WHAT YOU SHOULD DO:
Starting at the line below that contains "Pest-scouting request: point out the light switch", print each line through the end of the records exactly as it appears.

(Coordinate annotation records)
========================================================================

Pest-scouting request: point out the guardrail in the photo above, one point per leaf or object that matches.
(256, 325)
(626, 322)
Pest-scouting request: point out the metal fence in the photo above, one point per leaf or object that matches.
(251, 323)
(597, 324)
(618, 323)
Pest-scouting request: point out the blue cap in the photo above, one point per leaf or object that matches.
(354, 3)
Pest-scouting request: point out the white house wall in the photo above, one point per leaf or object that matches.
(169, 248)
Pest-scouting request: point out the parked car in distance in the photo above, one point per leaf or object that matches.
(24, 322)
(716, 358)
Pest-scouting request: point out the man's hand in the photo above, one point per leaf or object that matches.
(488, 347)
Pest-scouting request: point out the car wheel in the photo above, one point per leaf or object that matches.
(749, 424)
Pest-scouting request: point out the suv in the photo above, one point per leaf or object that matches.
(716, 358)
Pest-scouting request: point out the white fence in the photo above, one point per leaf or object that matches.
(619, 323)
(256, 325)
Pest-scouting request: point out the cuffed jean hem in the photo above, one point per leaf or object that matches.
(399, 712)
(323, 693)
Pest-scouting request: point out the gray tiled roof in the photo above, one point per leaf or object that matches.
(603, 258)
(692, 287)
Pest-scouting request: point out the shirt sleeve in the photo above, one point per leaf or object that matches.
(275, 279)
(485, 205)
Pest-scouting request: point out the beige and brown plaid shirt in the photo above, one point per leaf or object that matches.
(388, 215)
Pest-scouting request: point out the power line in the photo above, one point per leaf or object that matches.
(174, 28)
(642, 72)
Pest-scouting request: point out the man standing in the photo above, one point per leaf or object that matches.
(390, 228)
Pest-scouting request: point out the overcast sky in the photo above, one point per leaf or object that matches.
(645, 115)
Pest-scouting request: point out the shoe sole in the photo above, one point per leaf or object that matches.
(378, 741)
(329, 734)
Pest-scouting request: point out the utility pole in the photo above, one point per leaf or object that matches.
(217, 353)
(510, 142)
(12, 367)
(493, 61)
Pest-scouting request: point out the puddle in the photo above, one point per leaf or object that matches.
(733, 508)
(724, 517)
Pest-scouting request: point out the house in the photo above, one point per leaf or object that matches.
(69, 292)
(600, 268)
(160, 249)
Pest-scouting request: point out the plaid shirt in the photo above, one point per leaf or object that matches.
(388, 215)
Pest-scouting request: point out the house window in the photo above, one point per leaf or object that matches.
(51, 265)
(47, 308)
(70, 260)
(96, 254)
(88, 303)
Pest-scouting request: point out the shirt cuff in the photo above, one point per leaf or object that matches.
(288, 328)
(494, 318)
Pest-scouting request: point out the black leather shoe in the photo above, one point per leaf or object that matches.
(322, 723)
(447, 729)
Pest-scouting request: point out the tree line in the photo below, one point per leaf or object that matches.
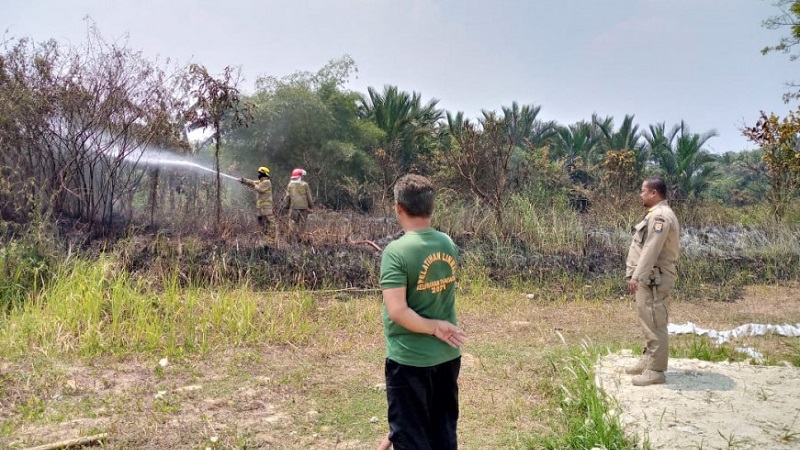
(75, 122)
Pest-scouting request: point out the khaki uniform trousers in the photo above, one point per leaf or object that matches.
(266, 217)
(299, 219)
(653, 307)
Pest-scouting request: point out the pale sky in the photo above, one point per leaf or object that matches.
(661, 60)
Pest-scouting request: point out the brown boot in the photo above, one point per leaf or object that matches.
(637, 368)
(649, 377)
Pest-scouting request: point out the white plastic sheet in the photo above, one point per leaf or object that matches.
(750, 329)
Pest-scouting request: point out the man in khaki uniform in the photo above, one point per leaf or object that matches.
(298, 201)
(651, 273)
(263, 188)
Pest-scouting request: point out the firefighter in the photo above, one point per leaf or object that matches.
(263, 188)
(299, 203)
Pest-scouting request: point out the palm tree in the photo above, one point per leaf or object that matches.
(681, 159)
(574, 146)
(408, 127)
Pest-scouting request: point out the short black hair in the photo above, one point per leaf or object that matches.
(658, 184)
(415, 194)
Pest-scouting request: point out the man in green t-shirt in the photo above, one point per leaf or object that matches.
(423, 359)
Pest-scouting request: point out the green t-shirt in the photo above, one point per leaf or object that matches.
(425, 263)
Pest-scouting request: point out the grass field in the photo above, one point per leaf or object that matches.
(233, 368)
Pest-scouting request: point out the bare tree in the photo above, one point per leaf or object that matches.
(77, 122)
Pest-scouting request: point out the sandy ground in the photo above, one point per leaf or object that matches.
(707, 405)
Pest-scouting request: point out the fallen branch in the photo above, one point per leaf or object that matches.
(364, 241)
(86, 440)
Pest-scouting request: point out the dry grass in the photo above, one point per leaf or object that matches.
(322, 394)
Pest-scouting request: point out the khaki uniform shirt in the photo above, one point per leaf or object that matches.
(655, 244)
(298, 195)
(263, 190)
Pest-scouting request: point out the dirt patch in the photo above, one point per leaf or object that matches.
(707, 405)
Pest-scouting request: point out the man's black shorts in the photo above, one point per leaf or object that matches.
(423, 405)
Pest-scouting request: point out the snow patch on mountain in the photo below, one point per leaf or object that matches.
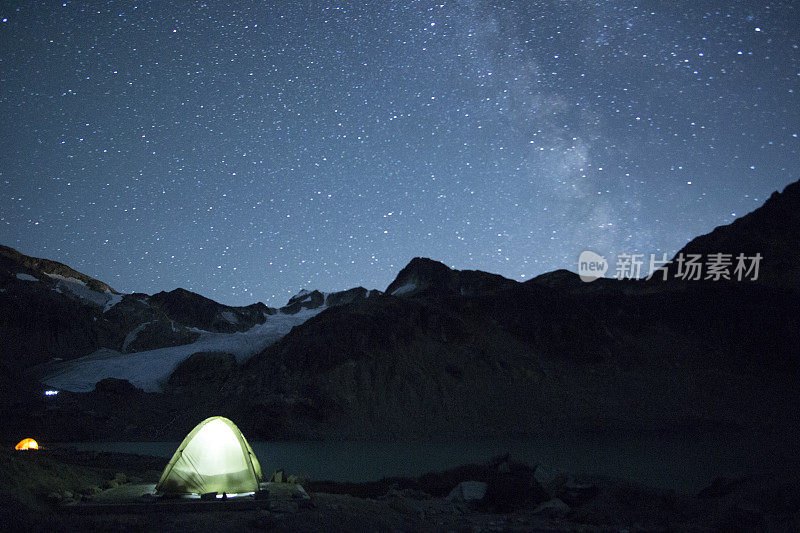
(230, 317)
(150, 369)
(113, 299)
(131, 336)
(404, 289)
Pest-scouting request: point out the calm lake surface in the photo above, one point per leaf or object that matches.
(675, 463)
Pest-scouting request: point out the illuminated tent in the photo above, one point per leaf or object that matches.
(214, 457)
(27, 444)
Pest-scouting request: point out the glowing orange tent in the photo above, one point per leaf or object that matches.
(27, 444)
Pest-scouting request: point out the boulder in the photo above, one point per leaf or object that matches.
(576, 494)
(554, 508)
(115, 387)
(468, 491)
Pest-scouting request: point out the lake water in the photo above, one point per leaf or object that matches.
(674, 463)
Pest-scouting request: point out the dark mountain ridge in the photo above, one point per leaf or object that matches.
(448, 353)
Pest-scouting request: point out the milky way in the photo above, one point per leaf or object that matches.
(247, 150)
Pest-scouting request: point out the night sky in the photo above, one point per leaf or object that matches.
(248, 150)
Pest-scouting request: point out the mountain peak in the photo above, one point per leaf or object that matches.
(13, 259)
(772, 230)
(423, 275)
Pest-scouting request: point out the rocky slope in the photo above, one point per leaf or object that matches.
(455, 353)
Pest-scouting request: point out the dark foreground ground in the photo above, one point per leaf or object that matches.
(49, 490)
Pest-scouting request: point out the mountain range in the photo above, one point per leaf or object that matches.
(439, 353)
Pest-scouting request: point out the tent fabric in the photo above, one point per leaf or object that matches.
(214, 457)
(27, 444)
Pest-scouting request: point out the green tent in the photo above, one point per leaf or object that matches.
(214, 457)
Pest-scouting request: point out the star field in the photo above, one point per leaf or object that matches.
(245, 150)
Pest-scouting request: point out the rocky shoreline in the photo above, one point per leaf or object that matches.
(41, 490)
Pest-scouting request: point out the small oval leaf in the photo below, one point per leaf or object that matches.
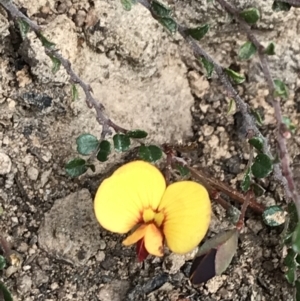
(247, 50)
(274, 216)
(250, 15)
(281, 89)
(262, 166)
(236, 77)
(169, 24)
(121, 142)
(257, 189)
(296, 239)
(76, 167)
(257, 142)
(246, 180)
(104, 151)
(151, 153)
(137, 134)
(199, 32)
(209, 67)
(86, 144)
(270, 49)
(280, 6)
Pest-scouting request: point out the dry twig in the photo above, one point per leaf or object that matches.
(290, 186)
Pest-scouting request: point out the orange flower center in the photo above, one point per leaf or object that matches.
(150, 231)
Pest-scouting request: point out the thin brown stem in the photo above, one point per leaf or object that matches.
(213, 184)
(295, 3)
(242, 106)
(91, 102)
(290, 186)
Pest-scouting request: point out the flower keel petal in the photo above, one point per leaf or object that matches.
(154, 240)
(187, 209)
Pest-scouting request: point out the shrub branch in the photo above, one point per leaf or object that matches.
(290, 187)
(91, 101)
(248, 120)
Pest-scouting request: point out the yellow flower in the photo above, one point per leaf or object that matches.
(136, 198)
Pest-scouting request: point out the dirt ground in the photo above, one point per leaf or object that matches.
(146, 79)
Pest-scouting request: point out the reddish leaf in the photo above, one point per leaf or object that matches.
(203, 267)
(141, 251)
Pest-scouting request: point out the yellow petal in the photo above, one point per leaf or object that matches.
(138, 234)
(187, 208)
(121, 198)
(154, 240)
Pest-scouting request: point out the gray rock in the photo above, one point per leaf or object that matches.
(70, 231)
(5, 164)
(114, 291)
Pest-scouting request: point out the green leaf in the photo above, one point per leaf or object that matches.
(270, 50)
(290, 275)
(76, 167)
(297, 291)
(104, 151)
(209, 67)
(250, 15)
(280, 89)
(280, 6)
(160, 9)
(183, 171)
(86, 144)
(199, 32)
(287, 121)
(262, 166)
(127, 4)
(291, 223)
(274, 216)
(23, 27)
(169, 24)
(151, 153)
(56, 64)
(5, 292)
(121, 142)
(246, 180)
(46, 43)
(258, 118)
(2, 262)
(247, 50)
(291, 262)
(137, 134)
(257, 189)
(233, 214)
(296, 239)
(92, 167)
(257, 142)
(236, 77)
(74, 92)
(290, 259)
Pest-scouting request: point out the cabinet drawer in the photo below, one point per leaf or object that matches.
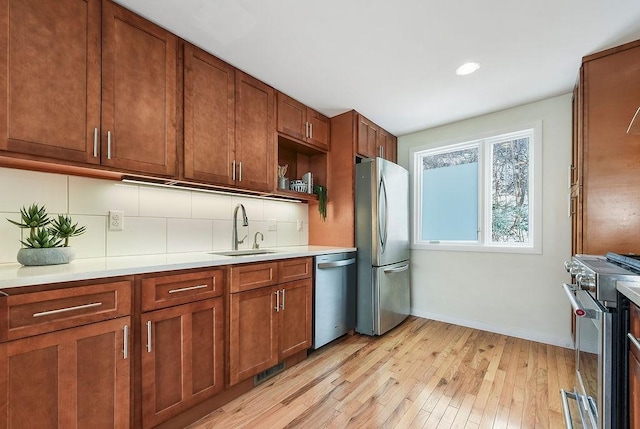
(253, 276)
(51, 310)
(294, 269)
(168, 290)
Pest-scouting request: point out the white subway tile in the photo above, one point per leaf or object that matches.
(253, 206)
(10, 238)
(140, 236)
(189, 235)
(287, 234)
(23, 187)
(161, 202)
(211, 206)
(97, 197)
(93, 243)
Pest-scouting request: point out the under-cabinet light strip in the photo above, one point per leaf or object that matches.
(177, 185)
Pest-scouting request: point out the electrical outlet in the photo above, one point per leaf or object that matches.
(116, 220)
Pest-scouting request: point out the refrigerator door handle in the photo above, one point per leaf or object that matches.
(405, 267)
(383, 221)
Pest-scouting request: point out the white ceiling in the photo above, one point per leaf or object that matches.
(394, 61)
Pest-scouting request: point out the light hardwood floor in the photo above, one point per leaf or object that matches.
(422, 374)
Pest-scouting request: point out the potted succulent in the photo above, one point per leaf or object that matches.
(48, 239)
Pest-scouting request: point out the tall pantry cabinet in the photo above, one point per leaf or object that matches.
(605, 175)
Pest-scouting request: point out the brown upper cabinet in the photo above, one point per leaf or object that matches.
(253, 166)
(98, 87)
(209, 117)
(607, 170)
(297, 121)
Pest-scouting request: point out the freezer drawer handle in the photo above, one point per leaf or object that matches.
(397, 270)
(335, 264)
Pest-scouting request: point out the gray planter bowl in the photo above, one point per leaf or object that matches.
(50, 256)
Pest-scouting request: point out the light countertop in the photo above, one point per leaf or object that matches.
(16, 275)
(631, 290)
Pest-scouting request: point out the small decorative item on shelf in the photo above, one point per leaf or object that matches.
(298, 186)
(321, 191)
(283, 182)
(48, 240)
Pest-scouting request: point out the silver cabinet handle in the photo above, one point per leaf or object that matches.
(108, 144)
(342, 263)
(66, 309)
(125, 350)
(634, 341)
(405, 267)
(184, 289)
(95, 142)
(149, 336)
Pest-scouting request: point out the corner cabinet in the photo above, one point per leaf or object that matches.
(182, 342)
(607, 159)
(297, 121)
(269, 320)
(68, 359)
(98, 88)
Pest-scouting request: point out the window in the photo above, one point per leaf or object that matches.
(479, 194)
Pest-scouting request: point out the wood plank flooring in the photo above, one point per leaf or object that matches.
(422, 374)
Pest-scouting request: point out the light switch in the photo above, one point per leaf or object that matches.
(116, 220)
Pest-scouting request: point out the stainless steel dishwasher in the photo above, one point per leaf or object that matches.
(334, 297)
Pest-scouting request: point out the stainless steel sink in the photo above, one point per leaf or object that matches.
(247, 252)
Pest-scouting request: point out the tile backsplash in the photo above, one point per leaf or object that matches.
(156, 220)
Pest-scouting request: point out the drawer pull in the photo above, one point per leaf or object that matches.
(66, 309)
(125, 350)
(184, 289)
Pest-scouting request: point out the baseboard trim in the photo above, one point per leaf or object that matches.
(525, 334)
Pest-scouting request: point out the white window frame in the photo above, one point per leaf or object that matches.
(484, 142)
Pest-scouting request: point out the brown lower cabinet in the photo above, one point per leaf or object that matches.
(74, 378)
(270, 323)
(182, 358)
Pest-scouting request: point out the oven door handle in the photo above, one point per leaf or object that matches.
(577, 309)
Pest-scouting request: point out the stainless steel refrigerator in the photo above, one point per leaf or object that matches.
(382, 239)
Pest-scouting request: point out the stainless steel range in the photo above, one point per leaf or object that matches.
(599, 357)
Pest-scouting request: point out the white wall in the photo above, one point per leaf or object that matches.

========================================================================

SOLVED EXERCISE:
Pest-scouting request: point out the light switch in the photo above, one point per leaf or object that matches.
(116, 220)
Pest-scouting request: point out the stainless steel dishwasher in the photo above, one point per leaf or object that matches.
(334, 297)
Pest-scouting request: point out the stainless steel sink in the photo above, one point per leaf or object that matches.
(247, 252)
Pest-scouting request: point out the tile backsplash in the photo above, one point per leaf or object that matches.
(156, 220)
Pest-scouting request: point out the drawer pull in the photo above, one point per leaf or object that matches.
(66, 309)
(125, 350)
(184, 289)
Pest-scouting request: point out the baseboard trim in the photo above, one point per leaf or object that matches.
(525, 334)
Pest-scouting request: point out the white window frame in the photo above, one point per leaf or object that matches.
(484, 142)
Pest-scouting request: point out the brown lower cabinet in the photo above, one point per leaf or object that matches.
(74, 378)
(270, 323)
(182, 358)
Pest-scouting request: point out the oven door handle in the photo above, one point per leaf or object that matches.
(577, 309)
Pest-scouting request: point out the stainless steel refrigerator in the photo above, one point per leaf or object that matches.
(382, 239)
Pest-scouting request: point out the stainless steel range in the photo above, one point per leaf or object that matches.
(599, 357)
Pest-scouting request: point out the white wall in the photo above, one point per leaf or object that matches.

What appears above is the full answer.